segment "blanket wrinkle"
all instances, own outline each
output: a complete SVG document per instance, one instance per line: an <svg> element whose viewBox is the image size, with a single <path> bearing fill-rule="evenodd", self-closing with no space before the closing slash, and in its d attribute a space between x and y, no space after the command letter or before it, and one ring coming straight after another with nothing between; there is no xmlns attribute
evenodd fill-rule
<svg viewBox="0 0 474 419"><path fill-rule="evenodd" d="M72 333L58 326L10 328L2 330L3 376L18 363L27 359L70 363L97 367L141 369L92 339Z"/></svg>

# TASK TO COMPLETE:
Going line by line, set down the data above exactly as given.

# SOLUTION TO THE PROBLEM:
segment "blanket wrinkle"
all instances, own outline each
output: a complete SVG document per instance, one instance per line: an <svg> element whose viewBox is the image size, with a single <path> bearing fill-rule="evenodd", self-closing with no space before the closing slash, and in its d attribute a space between x and y, no space after the command letter or before it, and one ring coming straight after another with nothing between; there is no xmlns attribute
evenodd fill-rule
<svg viewBox="0 0 474 419"><path fill-rule="evenodd" d="M72 333L58 326L10 328L2 330L3 376L18 363L27 359L70 363L97 367L141 369L92 339Z"/></svg>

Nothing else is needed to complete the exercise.